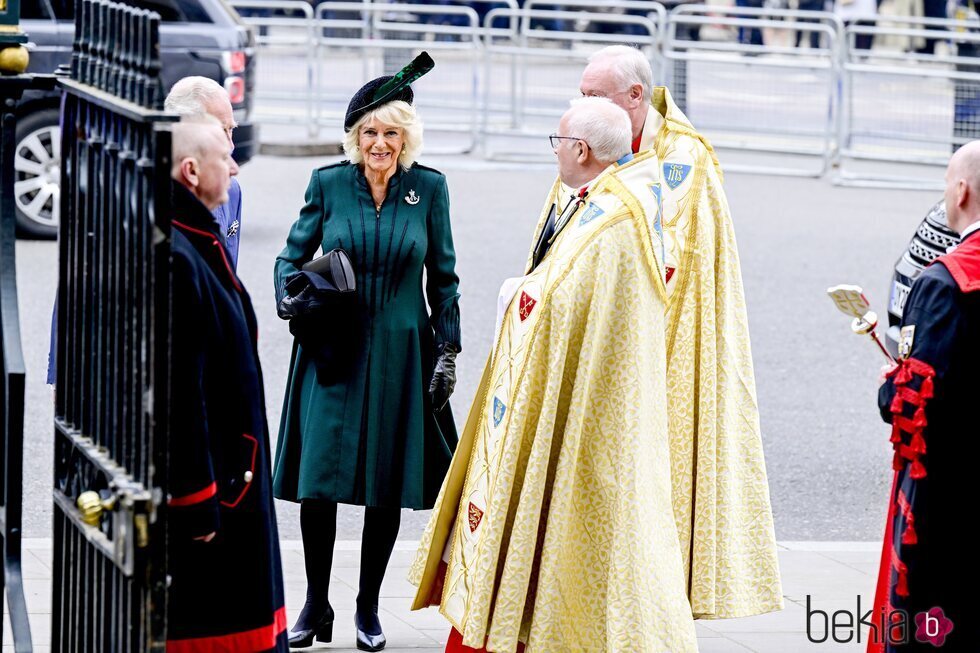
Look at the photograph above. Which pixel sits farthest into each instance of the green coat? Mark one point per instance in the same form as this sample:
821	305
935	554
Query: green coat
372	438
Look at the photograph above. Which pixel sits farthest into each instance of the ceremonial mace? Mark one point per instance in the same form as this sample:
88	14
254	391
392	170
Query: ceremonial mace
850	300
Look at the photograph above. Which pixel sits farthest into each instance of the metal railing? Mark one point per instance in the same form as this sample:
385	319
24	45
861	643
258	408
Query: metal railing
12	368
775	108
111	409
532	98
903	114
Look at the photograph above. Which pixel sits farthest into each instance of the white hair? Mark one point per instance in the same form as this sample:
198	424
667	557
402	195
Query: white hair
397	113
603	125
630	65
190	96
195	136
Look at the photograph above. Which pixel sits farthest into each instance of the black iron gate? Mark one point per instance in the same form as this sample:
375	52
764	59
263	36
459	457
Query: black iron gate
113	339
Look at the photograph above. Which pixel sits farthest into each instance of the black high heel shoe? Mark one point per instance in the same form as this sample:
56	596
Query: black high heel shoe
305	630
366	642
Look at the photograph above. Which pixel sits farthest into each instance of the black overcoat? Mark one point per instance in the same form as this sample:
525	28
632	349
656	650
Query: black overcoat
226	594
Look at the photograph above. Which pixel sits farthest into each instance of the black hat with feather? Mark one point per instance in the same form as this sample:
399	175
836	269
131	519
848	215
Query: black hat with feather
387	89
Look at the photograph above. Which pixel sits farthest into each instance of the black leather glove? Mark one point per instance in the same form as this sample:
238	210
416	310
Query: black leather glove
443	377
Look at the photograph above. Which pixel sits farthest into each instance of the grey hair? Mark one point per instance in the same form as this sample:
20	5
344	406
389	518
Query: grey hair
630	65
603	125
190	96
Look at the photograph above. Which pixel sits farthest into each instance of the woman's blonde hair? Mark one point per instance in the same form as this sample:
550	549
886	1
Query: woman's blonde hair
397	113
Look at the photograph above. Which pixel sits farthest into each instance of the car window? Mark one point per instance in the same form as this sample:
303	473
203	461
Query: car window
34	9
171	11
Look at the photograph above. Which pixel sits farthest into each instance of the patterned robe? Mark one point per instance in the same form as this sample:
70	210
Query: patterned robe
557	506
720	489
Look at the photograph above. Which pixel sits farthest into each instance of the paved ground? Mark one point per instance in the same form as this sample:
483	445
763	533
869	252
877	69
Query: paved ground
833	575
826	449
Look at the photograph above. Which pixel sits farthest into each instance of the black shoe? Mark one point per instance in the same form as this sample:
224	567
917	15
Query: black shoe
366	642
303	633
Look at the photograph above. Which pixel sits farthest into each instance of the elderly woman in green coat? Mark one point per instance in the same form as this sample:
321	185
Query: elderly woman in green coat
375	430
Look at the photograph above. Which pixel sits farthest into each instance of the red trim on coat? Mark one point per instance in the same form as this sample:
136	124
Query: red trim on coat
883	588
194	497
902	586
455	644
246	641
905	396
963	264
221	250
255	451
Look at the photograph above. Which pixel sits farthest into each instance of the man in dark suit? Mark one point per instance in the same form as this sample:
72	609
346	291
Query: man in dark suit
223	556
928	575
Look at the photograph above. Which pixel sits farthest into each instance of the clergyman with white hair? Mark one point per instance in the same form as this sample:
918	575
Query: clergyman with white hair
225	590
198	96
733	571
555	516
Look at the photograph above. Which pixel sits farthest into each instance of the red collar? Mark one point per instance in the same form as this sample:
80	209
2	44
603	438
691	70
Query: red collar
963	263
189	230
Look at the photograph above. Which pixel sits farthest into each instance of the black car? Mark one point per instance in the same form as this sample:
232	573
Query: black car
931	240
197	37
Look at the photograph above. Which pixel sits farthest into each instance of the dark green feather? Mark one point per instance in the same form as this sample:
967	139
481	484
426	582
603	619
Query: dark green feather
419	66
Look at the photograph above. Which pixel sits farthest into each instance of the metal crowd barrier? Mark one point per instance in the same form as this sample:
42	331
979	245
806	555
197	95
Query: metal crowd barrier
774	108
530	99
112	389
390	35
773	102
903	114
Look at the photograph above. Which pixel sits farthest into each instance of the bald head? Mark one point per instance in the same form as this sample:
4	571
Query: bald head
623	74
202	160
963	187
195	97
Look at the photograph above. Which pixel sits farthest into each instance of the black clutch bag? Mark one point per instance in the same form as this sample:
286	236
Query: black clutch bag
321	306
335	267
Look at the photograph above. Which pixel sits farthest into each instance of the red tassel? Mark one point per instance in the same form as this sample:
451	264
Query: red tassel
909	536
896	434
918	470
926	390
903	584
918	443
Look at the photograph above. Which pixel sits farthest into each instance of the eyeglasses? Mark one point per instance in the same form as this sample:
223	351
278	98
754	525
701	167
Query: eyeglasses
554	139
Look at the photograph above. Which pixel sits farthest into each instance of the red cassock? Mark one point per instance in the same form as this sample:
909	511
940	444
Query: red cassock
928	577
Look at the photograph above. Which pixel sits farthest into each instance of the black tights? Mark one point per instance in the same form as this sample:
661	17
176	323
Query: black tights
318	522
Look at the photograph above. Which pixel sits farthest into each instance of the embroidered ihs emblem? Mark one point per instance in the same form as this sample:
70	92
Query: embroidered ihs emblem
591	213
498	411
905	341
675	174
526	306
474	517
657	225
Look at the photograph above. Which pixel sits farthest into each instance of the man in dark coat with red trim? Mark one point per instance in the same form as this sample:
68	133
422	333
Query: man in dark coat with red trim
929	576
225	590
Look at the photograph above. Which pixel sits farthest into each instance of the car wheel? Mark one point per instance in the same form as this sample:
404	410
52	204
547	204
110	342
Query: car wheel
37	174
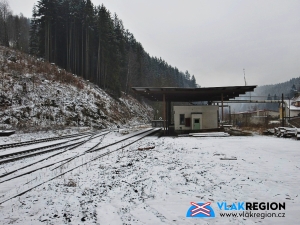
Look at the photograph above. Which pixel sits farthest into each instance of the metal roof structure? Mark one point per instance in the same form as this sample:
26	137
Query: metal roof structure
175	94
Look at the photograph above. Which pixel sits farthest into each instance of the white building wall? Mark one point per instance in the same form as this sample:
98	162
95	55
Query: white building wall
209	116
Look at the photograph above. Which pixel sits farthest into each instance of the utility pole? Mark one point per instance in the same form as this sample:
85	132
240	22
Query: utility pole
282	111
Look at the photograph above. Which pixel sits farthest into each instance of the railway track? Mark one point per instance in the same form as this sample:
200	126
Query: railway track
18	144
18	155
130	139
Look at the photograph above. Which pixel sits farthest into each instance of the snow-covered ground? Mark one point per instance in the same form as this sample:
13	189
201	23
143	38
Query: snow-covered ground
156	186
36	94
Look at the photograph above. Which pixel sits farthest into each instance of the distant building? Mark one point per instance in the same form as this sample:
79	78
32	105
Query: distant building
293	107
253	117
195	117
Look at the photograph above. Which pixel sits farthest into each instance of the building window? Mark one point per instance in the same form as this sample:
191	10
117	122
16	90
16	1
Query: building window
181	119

..........

**WHAT NEEDS TO BE DONE**
Print all entries exactly. The images do not belong in the copy.

**EXERCISE ANSWER**
Look at the photograph above. Which pixel sits farthest into each instance of the green coat? Mark one point per instance in the same form as this sample:
821	305
935	554
Query: green coat
372	438
Look at the photograph above. Which pixel sits farthest into each instance of the ceremonial mace? Mark one point per instance in the same form as this sample:
88	14
254	391
392	170
Query: ceremonial mace
850	300
Look at the photograph above. Which pixel sits farthest into each instance of the metal railing? Mark one point per instance in the same form as this sample:
385	319
24	45
861	643
258	408
Query: metal railing
12	368
775	108
111	409
532	98
903	114
Look at the photograph above. Which pixel sits farthest into each instance of the white hair? Mark one point per instance in the same form as this sample:
198	424
667	557
402	195
Query: white hair
397	113
603	125
630	65
190	96
195	136
Look at the photograph above. Which pixel sits farthest into each instance of the black iron gate? Mark one point per instance in the same form as this sample:
375	52
764	59
263	36
459	457
Query: black iron gate
113	339
Look at the photograph above. Which pixel sits farthest into each instance of the black high heel shoe? Mark one point per instance in the same form as this sample:
56	596
Query: black high heel shoe
305	630
366	642
Look at the photograph above. Which pixel sits farthest into each instance of the black overcoat? Mark one point per instance in the same form as this sample:
525	28
632	349
656	650
Query: black overcoat
226	594
Look at the photograph above. Which pixel sits farthest into each instance of the black hat with feather? Mark one point per instance in the same form as this sample:
399	175
836	269
131	519
848	215
Query: black hat with feather
387	89
Look at the photograph above. Which pixel sits farthest into each instance of the black leather glove? Mark one point per instance in the same form as this sample:
238	210
416	310
Query: black leather glove
443	377
Look at the photograph above. Which pixel sits farthest into each instance of the grey hair? Mark one point per instance in the same form as this sample:
20	5
344	406
389	518
Query: grey hair
630	65
603	125
190	96
Look at the photograph above. Which pixel sits farthest into each instance of the woman's blonde hair? Mark one point per instance in the same form as this sample:
550	549
886	1
Query: woman's blonde hair
397	113
Look at the photograph above. Which pixel sits farthest into each instance of the car window? Mark one point per instance in the same form as this sample:
303	473
203	461
Query: car window
34	9
171	11
Look at the photograph above. Which pixel sits farthest into each instance of the patterned robe? Mark one point per instance in the same form as this sample:
70	210
Query: patterned robe
557	506
720	489
Look at the photograph above. Which pixel sits farthest into each instance of the paved ground? Mark one point per instance in the same form as this sample:
483	445
763	533
869	252
877	69
Query: paved ground
833	575
826	449
Look at the photograph above. Which pixel sits farthest into each instance of the black shoe? Mark one point per instance in the same form as this sample:
224	567
917	15
Query: black shoe
366	642
303	633
Look at the photograph above. Which pixel sits farthest into each instance of the elderly woman in green coat? Mark one point per instance in the same form as this sample:
321	185
Query: elderly woman in green coat
375	430
Look at the photograph above. Which pixel sits farthest into each instance of the red trim on coat? Mark one point per instance in the same form as this sample:
136	124
Query: red trim on coat
883	588
194	497
902	586
455	644
246	641
905	396
963	264
221	250
255	451
Look at the photograph above. Which pixel sits farthest into each instance of the man in dark suit? Mark one point per instance in the same form as this sample:
72	609
346	291
Query: man in dark suit
223	556
928	575
Look at the photograph above. Which pixel sits farthest into each instance of the clergyman with white hair? Mark one point per instance in the same form as this sample:
918	575
Query: clergyman with white hair
225	590
198	96
733	571
555	516
Look at the photograph above. Which pixel sits farthest into each instance of the red collar? Mark one point per instance in the same form as this sample:
80	209
2	44
603	438
691	70
Query: red collar
963	263
189	230
Look at the photograph above. Which pixel sits farthest into each instance of the black car? Mark one point per instance in the same form as this sample:
232	573
Query: black car
931	240
197	37
Look at the photograph above. Which pixel sits farthest into each instance of the dark green feather? Mark one point per instance in the same form as this sample:
967	139
481	484
426	582
603	619
Query: dark green feather
419	66
Look at the photograph above. Which pixel sits farthest into each instance of the metal crowd barrier? Mark one point per instance in the same form as this sample:
42	331
979	245
806	555
197	95
Query: metal crowd barrier
774	108
530	99
112	389
390	35
773	102
903	114
Look at the photograph above. Which pixel sits farthest into each instance of the bald head? Mark one point per instance in the same form as this sample:
4	571
Query: bald head
623	74
202	160
963	187
195	97
Look at the photograph above. Which pixel sits farthest into each instance of the black clutch bag? Mark one point per instance in the same form as this sample:
286	236
Query: black clutch bag
321	306
335	267
Look at the photograph above. Which pixel sits farthest into each instance of the red tassel? Mark one point per instance in the same form as this sample:
451	264
Query: red tassel
909	536
896	434
918	470
926	390
903	584
918	443
Look at the photograph above. Which pixel sits farthest into each instance of the eyeglasses? Mark one point per instance in the same form as this sample:
223	351
278	98
754	525
701	167
Query: eyeglasses
554	139
Look at the photograph above. Which pixel sits farthest into each instance of the red cassock? Mark one point per instance in the same form as this sample:
909	511
940	444
Query: red cassock
928	577
Look at the photograph above. Which pixel sits farthest into each instance of the black tights? Mark one point per instance in the same form as this sample:
661	17
176	323
Query: black tights
318	522
Look at the photograph above. Which pixel sits farthest into each instance of the embroidered ihs emblem? Mark one point per instance in the same form as this sample:
70	92
Query: embroidered ihs emblem
591	213
498	411
905	341
675	174
526	306
474	517
657	225
Look at the photograph above. Which pixel sits farthest into each instance of the man in dark coat with red trim? Mark one point per instance in the same form as this sample:
68	133
422	333
Query: man in dark coat with red trim
929	576
225	590
Look at the photograph above. Which pixel sits farthest into each instance of the car wheel? Mark one point per instance in the same form as this sample:
404	410
52	204
547	204
110	342
Query: car wheel
37	174
Look at the photograph above. Which pixel sits farthest into each instance of the metal roof structure? Mark one point per instance in the same form as this sample:
26	137
Query: metal roof structure
175	94
Look at the photograph above. Which pixel sits farthest into each instance of the white building wall? Mark one point per instance in the same form as this sample:
98	162
95	55
Query: white building wall
209	116
Look at the photograph above. Which pixel sits farthest into each instance of the utility pole? Mark one point per instance in the same form as this sample:
85	132
240	22
Query: utility pole
282	111
Look at the photograph above. Which pixel sits farthest into each instance of the railway track? Mark one point per instance in the same form as this sample:
200	126
Query: railway track
18	144
18	155
130	139
Look at the photograph above. Which pixel sits farthest into each instance of the snow-covered ground? Mark one point per instance in the same form as this sample:
13	189
201	23
143	38
Query: snow-covered ground
156	186
36	94
Look at the photograph above. Which pixel sits farthest into each instance of the distant building? Mark one point per instance in the same form as this sample:
79	78
32	105
Query: distant building
293	107
253	117
195	117
Look at the photograph above. Which pixel sits farthest into each instance of the building window? Mark one point per instance in the same form as this sample:
191	10
117	122
16	90
16	1
Query: building window
181	119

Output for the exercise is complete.